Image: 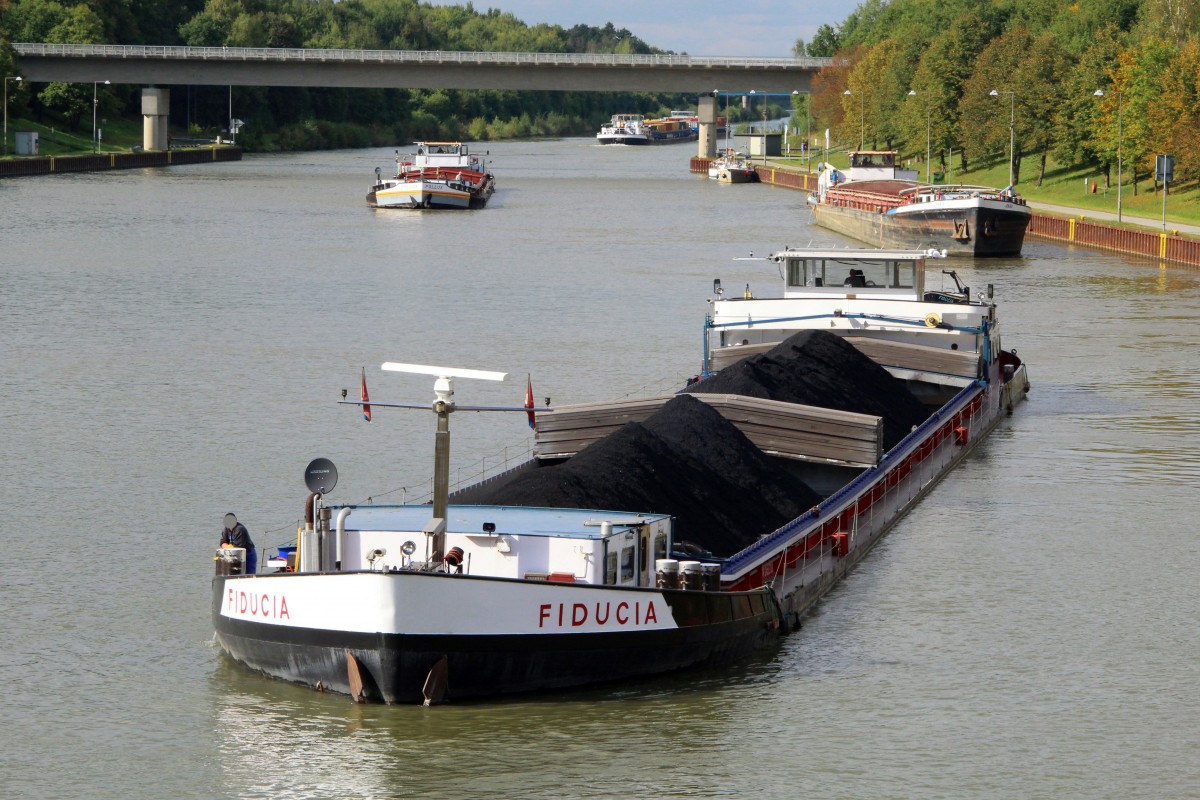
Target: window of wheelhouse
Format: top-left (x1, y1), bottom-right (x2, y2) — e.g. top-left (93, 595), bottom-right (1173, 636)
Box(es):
top-left (620, 540), bottom-right (637, 583)
top-left (889, 261), bottom-right (920, 289)
top-left (654, 530), bottom-right (667, 560)
top-left (787, 258), bottom-right (809, 288)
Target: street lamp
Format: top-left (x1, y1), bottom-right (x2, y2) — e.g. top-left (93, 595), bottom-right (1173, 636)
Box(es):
top-left (908, 89), bottom-right (930, 184)
top-left (1092, 89), bottom-right (1123, 222)
top-left (4, 76), bottom-right (23, 156)
top-left (841, 89), bottom-right (866, 150)
top-left (988, 89), bottom-right (1016, 188)
top-left (91, 80), bottom-right (109, 152)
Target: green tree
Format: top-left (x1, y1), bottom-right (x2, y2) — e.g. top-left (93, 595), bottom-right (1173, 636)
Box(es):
top-left (1112, 40), bottom-right (1176, 196)
top-left (906, 10), bottom-right (1002, 170)
top-left (1054, 24), bottom-right (1124, 178)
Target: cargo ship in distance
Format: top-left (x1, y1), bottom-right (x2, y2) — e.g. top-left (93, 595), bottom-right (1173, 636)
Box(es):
top-left (596, 114), bottom-right (700, 144)
top-left (211, 249), bottom-right (1028, 704)
top-left (809, 150), bottom-right (1032, 257)
top-left (367, 142), bottom-right (496, 209)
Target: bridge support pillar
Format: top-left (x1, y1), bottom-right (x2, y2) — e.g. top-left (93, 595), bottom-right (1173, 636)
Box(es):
top-left (142, 86), bottom-right (170, 150)
top-left (696, 92), bottom-right (716, 158)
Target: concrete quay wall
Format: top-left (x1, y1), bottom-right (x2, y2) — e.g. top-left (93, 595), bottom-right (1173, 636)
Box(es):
top-left (0, 146), bottom-right (241, 178)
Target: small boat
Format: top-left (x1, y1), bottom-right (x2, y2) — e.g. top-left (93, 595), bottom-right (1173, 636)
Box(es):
top-left (646, 116), bottom-right (700, 144)
top-left (367, 142), bottom-right (496, 209)
top-left (211, 249), bottom-right (1028, 704)
top-left (596, 114), bottom-right (700, 144)
top-left (596, 114), bottom-right (650, 144)
top-left (708, 150), bottom-right (758, 184)
top-left (809, 150), bottom-right (1032, 257)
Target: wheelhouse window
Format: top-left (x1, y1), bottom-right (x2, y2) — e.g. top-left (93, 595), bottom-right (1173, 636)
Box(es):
top-left (620, 547), bottom-right (637, 583)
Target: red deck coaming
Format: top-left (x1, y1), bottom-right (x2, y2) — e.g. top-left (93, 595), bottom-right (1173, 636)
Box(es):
top-left (721, 391), bottom-right (986, 591)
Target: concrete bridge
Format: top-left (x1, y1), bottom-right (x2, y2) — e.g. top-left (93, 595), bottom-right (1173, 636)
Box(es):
top-left (13, 43), bottom-right (833, 155)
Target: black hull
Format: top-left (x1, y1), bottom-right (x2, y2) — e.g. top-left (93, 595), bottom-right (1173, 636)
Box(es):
top-left (212, 577), bottom-right (782, 703)
top-left (812, 204), bottom-right (1030, 258)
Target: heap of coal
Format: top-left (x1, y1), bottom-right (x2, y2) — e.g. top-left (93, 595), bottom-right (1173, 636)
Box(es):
top-left (684, 331), bottom-right (929, 450)
top-left (454, 395), bottom-right (820, 555)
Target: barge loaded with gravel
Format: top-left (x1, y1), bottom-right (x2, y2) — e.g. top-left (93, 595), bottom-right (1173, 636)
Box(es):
top-left (212, 249), bottom-right (1028, 703)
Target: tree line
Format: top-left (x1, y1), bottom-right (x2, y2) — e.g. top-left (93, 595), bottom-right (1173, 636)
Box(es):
top-left (794, 0), bottom-right (1200, 191)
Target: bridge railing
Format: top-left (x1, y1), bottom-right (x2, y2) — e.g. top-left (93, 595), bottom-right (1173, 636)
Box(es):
top-left (12, 43), bottom-right (833, 70)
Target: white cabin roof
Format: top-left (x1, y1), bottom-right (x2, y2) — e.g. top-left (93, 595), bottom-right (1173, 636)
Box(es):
top-left (331, 504), bottom-right (670, 540)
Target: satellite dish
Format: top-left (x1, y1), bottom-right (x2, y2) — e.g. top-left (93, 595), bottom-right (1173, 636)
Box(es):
top-left (304, 458), bottom-right (337, 494)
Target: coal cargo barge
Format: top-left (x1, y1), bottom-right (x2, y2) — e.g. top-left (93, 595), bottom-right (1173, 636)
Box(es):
top-left (212, 249), bottom-right (1028, 703)
top-left (809, 150), bottom-right (1033, 258)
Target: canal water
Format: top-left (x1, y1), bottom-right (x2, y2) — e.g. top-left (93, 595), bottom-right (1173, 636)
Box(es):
top-left (0, 139), bottom-right (1200, 800)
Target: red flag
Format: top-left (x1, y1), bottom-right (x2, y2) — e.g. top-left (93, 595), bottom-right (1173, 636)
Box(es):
top-left (359, 367), bottom-right (371, 422)
top-left (526, 374), bottom-right (538, 431)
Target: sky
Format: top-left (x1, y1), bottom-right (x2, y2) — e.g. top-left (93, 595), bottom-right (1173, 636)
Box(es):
top-left (433, 0), bottom-right (862, 58)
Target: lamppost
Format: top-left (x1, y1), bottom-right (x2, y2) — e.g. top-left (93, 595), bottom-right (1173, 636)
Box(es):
top-left (1092, 89), bottom-right (1123, 222)
top-left (91, 80), bottom-right (109, 152)
top-left (908, 89), bottom-right (930, 184)
top-left (4, 76), bottom-right (23, 156)
top-left (841, 89), bottom-right (866, 150)
top-left (988, 89), bottom-right (1016, 187)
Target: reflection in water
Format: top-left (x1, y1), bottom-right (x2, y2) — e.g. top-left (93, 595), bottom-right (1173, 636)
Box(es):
top-left (9, 140), bottom-right (1200, 800)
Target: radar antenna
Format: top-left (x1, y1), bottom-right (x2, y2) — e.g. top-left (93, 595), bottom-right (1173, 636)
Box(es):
top-left (382, 361), bottom-right (509, 563)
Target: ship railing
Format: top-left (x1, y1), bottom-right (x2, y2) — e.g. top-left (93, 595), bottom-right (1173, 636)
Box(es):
top-left (721, 381), bottom-right (986, 582)
top-left (826, 187), bottom-right (904, 211)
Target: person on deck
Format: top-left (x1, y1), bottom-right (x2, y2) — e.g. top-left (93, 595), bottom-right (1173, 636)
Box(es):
top-left (221, 512), bottom-right (258, 575)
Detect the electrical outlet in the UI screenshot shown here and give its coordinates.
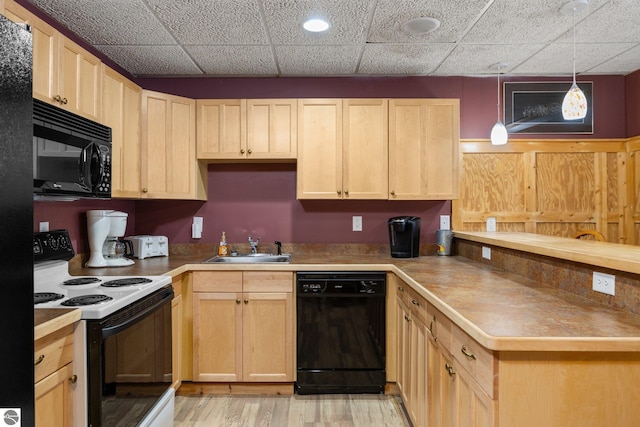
[440,215,451,230]
[352,216,362,231]
[593,271,616,295]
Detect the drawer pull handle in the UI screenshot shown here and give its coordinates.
[429,316,438,342]
[444,363,456,377]
[460,345,476,360]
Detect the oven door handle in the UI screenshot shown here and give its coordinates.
[101,289,173,339]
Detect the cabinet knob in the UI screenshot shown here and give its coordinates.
[444,363,456,377]
[460,345,476,360]
[53,95,69,105]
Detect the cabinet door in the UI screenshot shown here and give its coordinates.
[171,295,183,390]
[193,292,242,382]
[242,292,293,382]
[35,363,75,427]
[101,65,142,198]
[247,99,298,159]
[389,99,460,200]
[141,90,207,200]
[342,99,389,200]
[196,99,247,160]
[5,0,60,106]
[455,364,497,427]
[297,99,342,199]
[58,36,102,121]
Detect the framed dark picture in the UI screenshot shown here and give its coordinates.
[504,80,593,133]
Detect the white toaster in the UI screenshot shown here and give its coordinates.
[126,236,169,259]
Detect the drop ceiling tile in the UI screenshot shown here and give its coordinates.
[263,0,375,45]
[97,46,202,76]
[358,43,454,75]
[367,0,488,43]
[32,0,175,45]
[513,43,634,75]
[462,0,609,44]
[435,44,544,75]
[587,46,640,74]
[185,46,278,76]
[146,0,269,45]
[275,46,360,76]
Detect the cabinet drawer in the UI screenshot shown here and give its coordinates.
[425,304,452,355]
[243,271,293,292]
[452,325,498,398]
[193,271,242,292]
[33,325,73,382]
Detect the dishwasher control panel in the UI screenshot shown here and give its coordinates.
[296,271,387,296]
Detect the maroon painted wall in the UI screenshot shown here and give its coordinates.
[136,76,626,139]
[625,70,640,138]
[136,164,451,244]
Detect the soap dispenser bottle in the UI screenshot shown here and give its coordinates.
[218,231,227,256]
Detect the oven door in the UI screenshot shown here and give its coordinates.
[87,285,173,427]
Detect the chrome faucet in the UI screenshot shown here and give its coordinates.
[249,236,260,254]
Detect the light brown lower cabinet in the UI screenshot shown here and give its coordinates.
[34,325,77,427]
[193,271,294,382]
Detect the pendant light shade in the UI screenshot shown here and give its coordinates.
[561,0,588,120]
[491,63,509,145]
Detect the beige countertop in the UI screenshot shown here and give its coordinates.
[66,239,640,351]
[454,231,640,274]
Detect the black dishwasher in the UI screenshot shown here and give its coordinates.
[295,271,386,394]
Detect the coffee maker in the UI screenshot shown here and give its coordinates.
[389,216,420,258]
[85,210,134,267]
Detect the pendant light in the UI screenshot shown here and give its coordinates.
[491,62,509,145]
[560,0,589,120]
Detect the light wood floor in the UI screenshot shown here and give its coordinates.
[174,394,410,427]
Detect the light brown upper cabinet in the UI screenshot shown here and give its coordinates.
[101,64,142,198]
[5,0,101,121]
[141,90,207,200]
[196,99,297,160]
[297,99,388,199]
[389,99,460,200]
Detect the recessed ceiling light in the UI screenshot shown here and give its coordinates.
[302,18,329,33]
[402,16,440,35]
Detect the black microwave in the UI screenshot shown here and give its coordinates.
[33,99,111,200]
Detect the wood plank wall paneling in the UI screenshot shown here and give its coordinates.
[452,136,640,245]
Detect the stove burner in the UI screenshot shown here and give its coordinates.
[62,277,100,286]
[61,295,113,307]
[33,292,64,304]
[100,277,153,288]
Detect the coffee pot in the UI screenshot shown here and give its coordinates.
[86,210,134,267]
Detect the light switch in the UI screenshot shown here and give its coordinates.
[352,216,362,231]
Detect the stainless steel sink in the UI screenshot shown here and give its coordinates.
[204,254,291,264]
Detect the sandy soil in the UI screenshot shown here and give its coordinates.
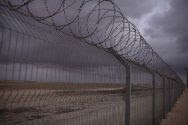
[161,89,188,125]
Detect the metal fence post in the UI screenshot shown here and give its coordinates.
[168,79,171,111]
[162,77,166,118]
[108,48,131,125]
[152,73,155,125]
[125,64,131,125]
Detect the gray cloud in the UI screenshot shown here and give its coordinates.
[114,0,155,18]
[116,0,188,82]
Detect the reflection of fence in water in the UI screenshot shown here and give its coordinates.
[0,0,184,125]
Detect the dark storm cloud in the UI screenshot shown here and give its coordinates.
[114,0,155,18]
[150,0,188,52]
[115,0,188,82]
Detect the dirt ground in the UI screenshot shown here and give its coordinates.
[161,89,188,125]
[0,82,159,125]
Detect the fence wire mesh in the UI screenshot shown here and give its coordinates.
[0,0,184,125]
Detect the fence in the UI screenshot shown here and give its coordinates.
[0,0,185,125]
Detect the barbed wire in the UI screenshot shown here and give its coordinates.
[0,0,181,81]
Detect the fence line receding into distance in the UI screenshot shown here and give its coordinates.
[0,0,185,125]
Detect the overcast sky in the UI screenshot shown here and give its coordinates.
[114,0,188,81]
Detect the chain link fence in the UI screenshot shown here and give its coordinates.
[0,0,185,125]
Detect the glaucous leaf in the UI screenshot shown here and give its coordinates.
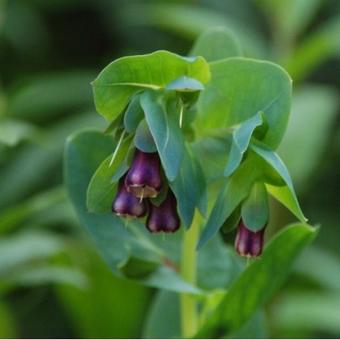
[92,51,210,120]
[141,91,184,181]
[241,182,269,232]
[251,143,306,222]
[196,58,292,148]
[64,131,200,294]
[190,26,242,62]
[169,145,207,228]
[134,119,157,152]
[224,112,263,177]
[197,155,262,249]
[165,76,204,92]
[86,137,131,213]
[124,95,144,133]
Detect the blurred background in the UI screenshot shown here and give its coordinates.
[0,0,340,338]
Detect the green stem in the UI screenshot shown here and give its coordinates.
[180,211,201,338]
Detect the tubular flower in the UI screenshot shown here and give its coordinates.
[125,149,162,198]
[146,189,181,233]
[112,177,147,217]
[235,220,265,257]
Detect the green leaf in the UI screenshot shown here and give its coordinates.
[134,119,157,152]
[224,112,263,177]
[197,157,262,249]
[241,182,269,232]
[196,224,317,338]
[221,205,241,233]
[86,137,131,213]
[190,26,242,62]
[196,58,292,148]
[165,76,204,92]
[93,51,210,120]
[65,131,200,294]
[169,145,207,228]
[124,95,144,133]
[251,143,307,222]
[141,92,184,181]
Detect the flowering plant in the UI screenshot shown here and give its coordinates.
[65,28,316,337]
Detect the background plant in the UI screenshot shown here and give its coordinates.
[0,1,339,336]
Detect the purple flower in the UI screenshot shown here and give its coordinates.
[125,149,162,198]
[146,189,181,233]
[112,176,147,217]
[235,220,265,257]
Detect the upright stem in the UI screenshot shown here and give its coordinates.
[180,211,201,338]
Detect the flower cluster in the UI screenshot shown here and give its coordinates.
[112,149,180,233]
[235,220,266,257]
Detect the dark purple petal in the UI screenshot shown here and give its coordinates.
[112,177,147,217]
[235,221,265,257]
[146,189,181,233]
[125,149,162,198]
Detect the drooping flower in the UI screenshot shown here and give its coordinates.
[235,220,265,257]
[125,149,162,198]
[146,189,181,233]
[112,176,147,217]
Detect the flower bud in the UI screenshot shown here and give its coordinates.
[235,220,265,257]
[146,189,181,233]
[125,149,162,198]
[112,177,147,217]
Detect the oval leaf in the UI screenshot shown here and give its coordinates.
[251,143,307,222]
[92,51,210,120]
[197,58,292,148]
[190,27,242,62]
[141,91,184,181]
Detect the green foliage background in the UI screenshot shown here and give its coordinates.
[0,0,340,338]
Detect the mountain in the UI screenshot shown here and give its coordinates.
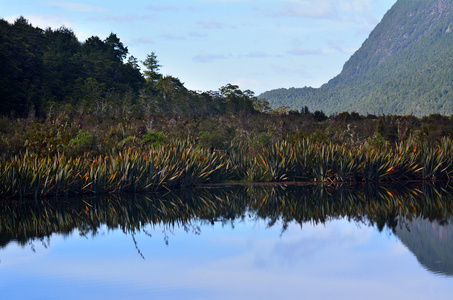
[259,0,453,116]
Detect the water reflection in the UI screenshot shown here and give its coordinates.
[0,183,453,276]
[394,218,453,276]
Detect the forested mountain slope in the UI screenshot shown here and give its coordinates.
[259,0,453,116]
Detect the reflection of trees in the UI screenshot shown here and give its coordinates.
[0,184,453,251]
[395,218,453,276]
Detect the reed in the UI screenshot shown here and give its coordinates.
[0,138,453,198]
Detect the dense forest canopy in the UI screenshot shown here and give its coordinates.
[259,0,453,116]
[0,17,268,116]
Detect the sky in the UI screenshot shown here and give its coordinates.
[0,0,396,95]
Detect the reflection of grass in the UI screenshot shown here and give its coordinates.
[0,139,453,198]
[0,184,453,246]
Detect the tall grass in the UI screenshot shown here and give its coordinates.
[0,139,453,198]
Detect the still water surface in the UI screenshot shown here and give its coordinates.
[0,187,453,299]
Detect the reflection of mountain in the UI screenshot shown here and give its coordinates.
[395,218,453,276]
[0,183,453,249]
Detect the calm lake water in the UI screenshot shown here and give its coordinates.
[0,184,453,299]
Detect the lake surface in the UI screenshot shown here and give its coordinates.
[0,184,453,299]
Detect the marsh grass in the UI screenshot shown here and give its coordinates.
[0,138,453,198]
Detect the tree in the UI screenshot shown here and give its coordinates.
[104,32,129,62]
[142,52,162,83]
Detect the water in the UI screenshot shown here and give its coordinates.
[0,186,453,299]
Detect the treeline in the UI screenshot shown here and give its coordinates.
[259,0,453,117]
[0,17,266,117]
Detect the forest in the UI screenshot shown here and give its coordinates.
[259,0,453,117]
[0,17,453,198]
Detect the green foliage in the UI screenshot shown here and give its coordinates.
[259,0,453,116]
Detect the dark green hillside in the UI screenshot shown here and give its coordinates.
[260,0,453,116]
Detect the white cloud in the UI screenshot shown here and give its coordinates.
[245,51,272,58]
[49,2,108,12]
[268,0,376,23]
[287,47,323,55]
[161,34,186,40]
[146,4,178,11]
[197,20,224,29]
[5,15,74,29]
[193,51,227,63]
[130,37,154,45]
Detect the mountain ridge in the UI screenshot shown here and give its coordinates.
[259,0,453,116]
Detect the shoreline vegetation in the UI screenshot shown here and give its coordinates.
[0,112,453,199]
[0,17,453,199]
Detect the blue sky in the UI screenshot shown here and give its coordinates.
[0,0,396,94]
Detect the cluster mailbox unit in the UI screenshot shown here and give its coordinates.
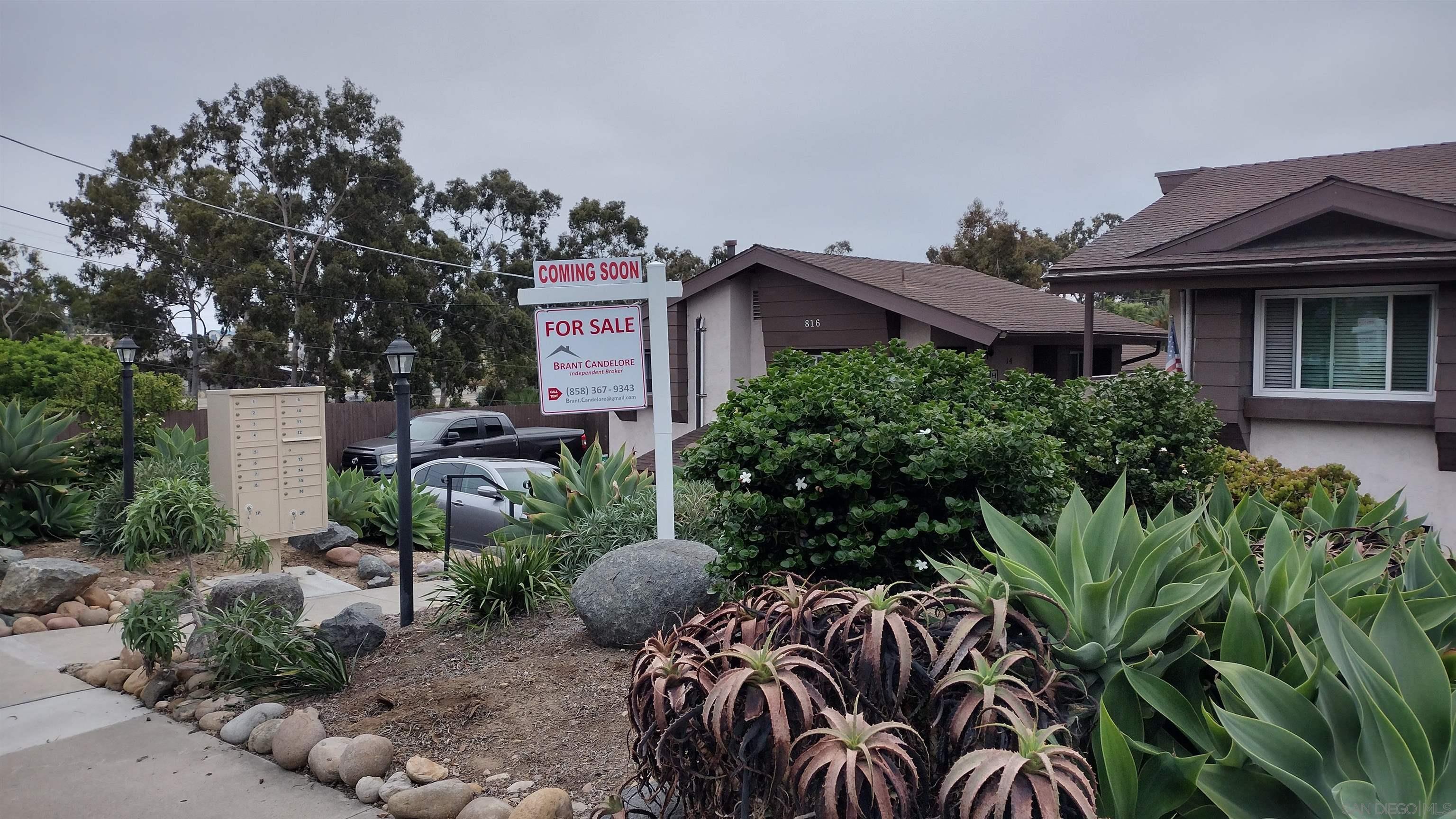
[207,386,329,541]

# AIM OF THE EXERCISE
Find every line in the items above that contains the word "light", matching case exactly, and copy each of those lines.

# EXPECTED OUTPUT
Detect the light brown lower cabinet in the UI screenshot shown here and give its coordinates.
Detect the pendant light shade in the UI screenshot shown here and give its coordinates.
Detect the pendant light in the UI screenshot shown here and give its coordinates.
Detect the light wood floor in the UI screenshot shown here and give its coordinates.
Detect the light brown upper cabinet in the UI screenshot shown here and give its coordinates.
Detect the recessed ceiling light in the UI screenshot shown here and give its coordinates.
Detect the light switch in the UI screenshot shown here and give its coordinates.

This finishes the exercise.